_INPUT_:
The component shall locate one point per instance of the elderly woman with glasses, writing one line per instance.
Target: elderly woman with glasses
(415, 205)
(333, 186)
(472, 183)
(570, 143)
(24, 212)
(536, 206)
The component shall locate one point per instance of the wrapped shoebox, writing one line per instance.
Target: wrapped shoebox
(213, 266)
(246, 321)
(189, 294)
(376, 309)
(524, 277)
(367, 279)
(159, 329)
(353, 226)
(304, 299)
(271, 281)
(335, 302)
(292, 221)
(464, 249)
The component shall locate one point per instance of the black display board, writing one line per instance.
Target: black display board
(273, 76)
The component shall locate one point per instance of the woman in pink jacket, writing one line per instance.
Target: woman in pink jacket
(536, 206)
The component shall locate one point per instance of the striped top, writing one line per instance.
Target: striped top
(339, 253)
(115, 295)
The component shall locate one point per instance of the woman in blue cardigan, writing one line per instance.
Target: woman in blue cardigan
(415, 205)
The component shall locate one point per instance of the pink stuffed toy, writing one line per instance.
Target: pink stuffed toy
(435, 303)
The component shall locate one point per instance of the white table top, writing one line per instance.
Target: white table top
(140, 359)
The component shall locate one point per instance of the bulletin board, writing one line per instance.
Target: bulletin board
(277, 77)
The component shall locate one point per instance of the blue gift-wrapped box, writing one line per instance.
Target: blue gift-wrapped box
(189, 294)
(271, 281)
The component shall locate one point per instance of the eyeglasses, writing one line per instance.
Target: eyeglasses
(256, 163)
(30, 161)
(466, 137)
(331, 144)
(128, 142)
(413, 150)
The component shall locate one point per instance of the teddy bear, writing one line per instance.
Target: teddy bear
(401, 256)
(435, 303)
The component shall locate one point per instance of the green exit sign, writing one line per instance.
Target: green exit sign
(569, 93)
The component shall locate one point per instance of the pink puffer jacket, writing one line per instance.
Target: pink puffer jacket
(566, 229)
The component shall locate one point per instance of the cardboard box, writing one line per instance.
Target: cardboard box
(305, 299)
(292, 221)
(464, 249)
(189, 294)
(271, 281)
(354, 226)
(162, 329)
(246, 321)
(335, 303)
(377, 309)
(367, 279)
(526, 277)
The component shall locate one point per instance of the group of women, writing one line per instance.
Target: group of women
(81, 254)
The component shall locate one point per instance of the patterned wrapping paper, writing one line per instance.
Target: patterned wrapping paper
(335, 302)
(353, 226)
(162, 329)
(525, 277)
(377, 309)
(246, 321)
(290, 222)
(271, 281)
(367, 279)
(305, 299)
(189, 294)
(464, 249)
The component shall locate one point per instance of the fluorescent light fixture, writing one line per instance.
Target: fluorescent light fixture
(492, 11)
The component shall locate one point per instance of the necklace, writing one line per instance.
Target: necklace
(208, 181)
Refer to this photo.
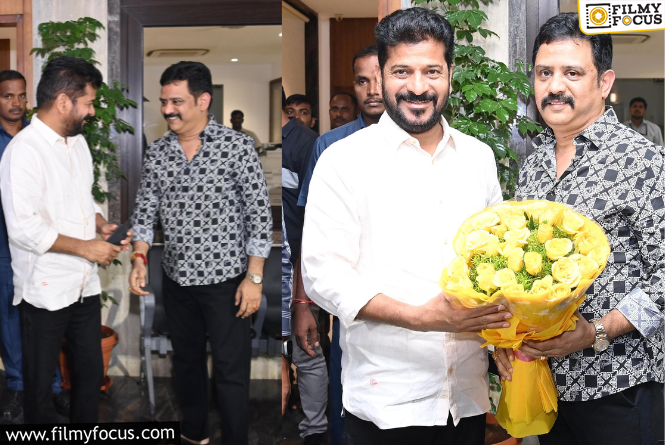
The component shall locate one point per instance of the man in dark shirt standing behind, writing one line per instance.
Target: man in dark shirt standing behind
(205, 183)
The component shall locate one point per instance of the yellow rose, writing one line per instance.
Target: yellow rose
(560, 290)
(486, 281)
(545, 233)
(458, 282)
(536, 209)
(600, 254)
(543, 285)
(572, 222)
(492, 246)
(499, 230)
(533, 262)
(458, 267)
(504, 277)
(588, 266)
(485, 220)
(519, 236)
(515, 222)
(516, 259)
(558, 248)
(476, 240)
(485, 268)
(585, 241)
(551, 216)
(513, 289)
(566, 271)
(507, 247)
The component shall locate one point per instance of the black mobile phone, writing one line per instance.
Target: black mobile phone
(119, 234)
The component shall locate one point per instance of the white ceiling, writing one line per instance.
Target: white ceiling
(348, 8)
(248, 44)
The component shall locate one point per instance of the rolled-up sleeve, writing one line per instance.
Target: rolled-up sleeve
(644, 305)
(21, 183)
(256, 202)
(331, 245)
(147, 203)
(287, 283)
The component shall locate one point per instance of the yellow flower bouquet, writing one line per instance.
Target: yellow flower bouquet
(537, 258)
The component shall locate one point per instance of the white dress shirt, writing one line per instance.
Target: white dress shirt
(46, 185)
(380, 218)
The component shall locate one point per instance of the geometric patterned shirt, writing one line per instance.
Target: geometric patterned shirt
(617, 179)
(214, 209)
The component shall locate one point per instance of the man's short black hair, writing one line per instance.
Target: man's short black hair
(343, 93)
(411, 26)
(68, 75)
(197, 75)
(297, 99)
(11, 75)
(371, 50)
(566, 26)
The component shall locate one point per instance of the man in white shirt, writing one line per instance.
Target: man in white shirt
(384, 205)
(52, 220)
(651, 131)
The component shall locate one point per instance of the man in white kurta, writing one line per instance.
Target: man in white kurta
(384, 206)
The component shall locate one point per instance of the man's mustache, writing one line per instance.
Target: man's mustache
(373, 100)
(411, 97)
(559, 97)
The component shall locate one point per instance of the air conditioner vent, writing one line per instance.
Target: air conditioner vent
(177, 53)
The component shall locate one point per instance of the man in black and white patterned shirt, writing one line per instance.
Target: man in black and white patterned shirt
(609, 392)
(205, 183)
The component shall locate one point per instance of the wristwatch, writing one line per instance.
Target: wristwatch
(602, 342)
(287, 348)
(255, 278)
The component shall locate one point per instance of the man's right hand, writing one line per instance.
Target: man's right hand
(304, 323)
(137, 277)
(440, 314)
(101, 252)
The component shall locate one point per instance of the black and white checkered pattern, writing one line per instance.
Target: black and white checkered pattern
(214, 209)
(617, 179)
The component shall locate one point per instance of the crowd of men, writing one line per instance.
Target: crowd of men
(381, 196)
(204, 183)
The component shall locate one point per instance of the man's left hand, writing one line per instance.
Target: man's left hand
(107, 230)
(248, 297)
(583, 336)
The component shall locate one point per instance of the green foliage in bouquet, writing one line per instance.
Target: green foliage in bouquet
(484, 102)
(72, 38)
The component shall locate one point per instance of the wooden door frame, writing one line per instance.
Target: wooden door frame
(138, 14)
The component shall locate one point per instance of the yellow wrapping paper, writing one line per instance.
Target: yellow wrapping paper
(528, 404)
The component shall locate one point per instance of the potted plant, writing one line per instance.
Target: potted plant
(72, 38)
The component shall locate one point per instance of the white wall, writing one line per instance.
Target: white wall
(10, 33)
(293, 53)
(246, 88)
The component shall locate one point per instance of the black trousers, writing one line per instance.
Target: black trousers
(196, 314)
(469, 431)
(42, 332)
(633, 416)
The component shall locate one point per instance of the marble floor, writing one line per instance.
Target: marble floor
(127, 401)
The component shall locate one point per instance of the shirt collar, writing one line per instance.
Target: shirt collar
(396, 136)
(48, 133)
(597, 133)
(25, 124)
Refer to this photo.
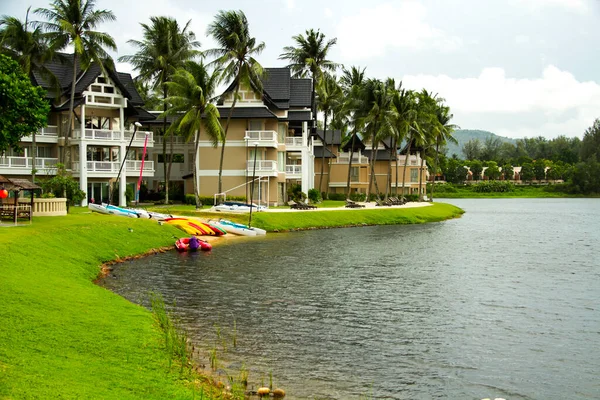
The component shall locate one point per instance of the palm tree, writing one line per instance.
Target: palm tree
(30, 48)
(164, 48)
(378, 120)
(310, 57)
(190, 92)
(73, 22)
(443, 136)
(235, 55)
(352, 81)
(329, 95)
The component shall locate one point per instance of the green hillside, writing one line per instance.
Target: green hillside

_WORK TASK_: Word for word, reproduce the listing above; no image should be carried over.

_REPLY TO THE EXERCISE_:
The component shall locate one point per instance of the elderly woman with glasses, writing one line per instance.
Target: elderly woman with glasses
(415, 205)
(333, 186)
(472, 183)
(570, 143)
(24, 212)
(536, 206)
The component shall locate one point per instance of the wrapped shoebox, writing one line per instance.
Target: wrapped shoebox
(213, 266)
(246, 321)
(189, 294)
(376, 309)
(524, 277)
(367, 279)
(159, 329)
(353, 226)
(304, 299)
(271, 281)
(335, 302)
(292, 221)
(464, 249)
The component shall locate one point per instance of the black display board, writing one line per instance.
Target: black display board
(273, 76)
The component shall locate one point per instance of the woman in pink jacket, writing one line per instance.
Target: woman in pink jacket
(536, 206)
The component shall locate one point per instance of the striped top, writing one line per instance.
Target: striped top
(339, 253)
(115, 295)
The component shall locate one point per instance of the woman in blue cardigan, writing one line per instance.
Target: woman in blue cardigan
(415, 205)
The component shall locate one point per instance of the pink stuffed toy, writing one line per instance.
Target: pink stuffed toy
(435, 303)
The component shall locate one point per instance of the white table top, writing one line per instance.
Target: white table top
(140, 359)
The component shall locate one point per instance of the bulletin board, writing one line per instance.
Target: bulletin board
(277, 77)
The component shall locate one point per instance of the blue gift-wrapped box, writing one line per instance.
Target: blue gift-wrapped box
(189, 294)
(271, 281)
The component shall locate one point per instance of the eyeglasses, writing one line per instance.
Target: eyeglasses
(256, 163)
(30, 161)
(466, 137)
(331, 144)
(128, 142)
(413, 150)
The component shall locate one point per instance of the teddy bear, writing one line per instance.
Target: teddy bear
(401, 256)
(435, 303)
The component shall locate one point per instance of the green exit sign, writing one line per instance.
Target: green exit sign
(569, 93)
The component shall locate one point per instance of the pink puffer jacket, writing one line per instance.
Target: pink puffer jacket
(566, 229)
The component shall locate one point per instance of the cardboard box, writing one line per instance.
Target: cardboard box
(305, 299)
(292, 221)
(464, 249)
(189, 294)
(271, 281)
(354, 226)
(162, 329)
(246, 321)
(335, 303)
(377, 309)
(367, 279)
(526, 277)
The component shall locate one point per instance of the group of women, writing one line per instance.
Target: group of women
(81, 254)
The component shall locate one point per instance of the patterned wrapping paper, writing one line per instance.
Target: patterned wrapping paper
(335, 302)
(353, 226)
(162, 329)
(525, 277)
(377, 309)
(246, 321)
(290, 222)
(271, 281)
(367, 279)
(305, 299)
(189, 294)
(464, 249)
The component shall locate one point per instance of the fluorescent light fixture, writing one line per instance.
Target: fluorescent light fixture
(492, 11)
The component shall locate one point per instance of the necklace, writing one line per instance.
Target: necklace
(208, 181)
Refer to this photo.
The component shall locate one point per instance of the man in dark shirt standing behind, writing one line per instance.
Target: man in dark shirt standing behind
(205, 183)
The component shall locate one point per instance of the yellow rose, writing one line per instance.
Target: yellow rose
(560, 290)
(486, 281)
(545, 233)
(458, 282)
(536, 209)
(600, 254)
(543, 285)
(572, 222)
(492, 246)
(499, 230)
(533, 262)
(458, 267)
(504, 277)
(588, 266)
(485, 220)
(519, 236)
(515, 222)
(516, 259)
(558, 248)
(476, 240)
(485, 268)
(585, 241)
(551, 216)
(513, 289)
(566, 271)
(507, 247)
The component shall locate one point per instance of the black mobile phone, writing one line per instance.
Target: black mobile phone
(119, 234)
The component shall locate one point per instance of the white ceiling, writing one line per instance.
Target: white ceiling
(348, 8)
(248, 44)
The component shall locate one point per instance of the rolled-up sleeve, writing one line per instance.
Target: rolled-up sleeve
(644, 305)
(21, 183)
(256, 202)
(331, 245)
(147, 203)
(287, 283)
The component shall locate one point per instance of the yellow flower bouquet, writing one line per instance.
Target: yellow flower bouquet
(537, 258)
The component shall locate one point per instance of the white dress shirt, writing one line per instance.
Target: white dress shirt
(46, 185)
(380, 218)
The component shall locate one point per instance of the geometric patterned shirt, writing one line per instance.
Target: geometric patterned shirt
(617, 179)
(214, 209)
The component shall locate one point per instance of the man's short black hair, writing one line per instance.
Target: man's short black hair
(343, 93)
(411, 26)
(68, 75)
(197, 75)
(297, 99)
(11, 75)
(371, 50)
(566, 26)
The component shall locate one point per instance of the man in white shirt, writing one line per instance.
Target: man in white shirt
(384, 205)
(52, 220)
(651, 131)
The component shall locate one point per instance of the man in white kurta, writing one line per instance.
Target: man in white kurta
(384, 206)
The component shall locate one point per instance of the man's mustache, writing one line per instance.
Target: man's mustache
(373, 100)
(411, 97)
(559, 97)
The component shall locate one point per instance of the air conditioner vent, writing one line per instance.
Target: air conditioner vent
(177, 53)
The component shall locate one point per instance of the man in black and white patterned shirt, writing one line per instance.
Target: man in black and white patterned shirt
(609, 392)
(205, 183)
The component shall locate one point per instance of the wristwatch, writing one line per instance.
Target: wristwatch
(602, 342)
(287, 348)
(255, 278)
The component shall locate one point per instance of the man's right hand, writing one line per instance.
Target: man's right hand
(304, 323)
(137, 277)
(440, 314)
(101, 252)
The component shall locate one point per instance of the black and white checkered pattern, writing one line per instance.
Target: black and white checkered pattern
(214, 209)
(617, 179)
The component shall locate one point per instance of the crowd of men, writing one line per instance.
Target: crowd of men
(381, 196)
(204, 183)
The component shall locate one point per instance of the man's left hand, writing one line per instance.
Target: man's left hand
(107, 230)
(248, 297)
(583, 336)
The component shall locate one point per instance of the green foliage in bouquet, writing one line per instance.
Target: green foliage in bouquet
(484, 102)
(72, 38)
The component shall locate one point per instance of the wooden door frame, writing one line per instance.
Target: wooden door frame
(138, 14)
The component shall locate one point per instance of the yellow wrapping paper, writing one line per instance.
Target: yellow wrapping paper
(528, 404)
The component shall locate one point per instance of the potted plant, writing one line per instance.
Target: potted plant
(72, 38)
The component shall locate one point per instance of the white wall, writing one line per instance.
Target: white wall
(10, 33)
(293, 53)
(246, 88)
The component shall locate one point per instance of the black trousers, writing one line per instance.
Target: black trousers
(196, 314)
(469, 431)
(42, 332)
(633, 416)
The component shall locate one point per instance of the marble floor, writing one line per instance.
Target: marble floor
(127, 401)
The component shall locate one point per instance of the shirt collar, writing one line per instance.
Target: shirt collar
(396, 136)
(48, 133)
(597, 133)
(25, 124)
Refer to this photo.
The component shall locate one point per instance of the palm tree, writing one line per instance.
Target: palm tree
(30, 48)
(164, 48)
(378, 120)
(310, 57)
(190, 92)
(73, 22)
(443, 136)
(235, 55)
(352, 81)
(329, 95)
The component shall locate one point per instance of the green hillside, writing one line per instance.
Target: green hillside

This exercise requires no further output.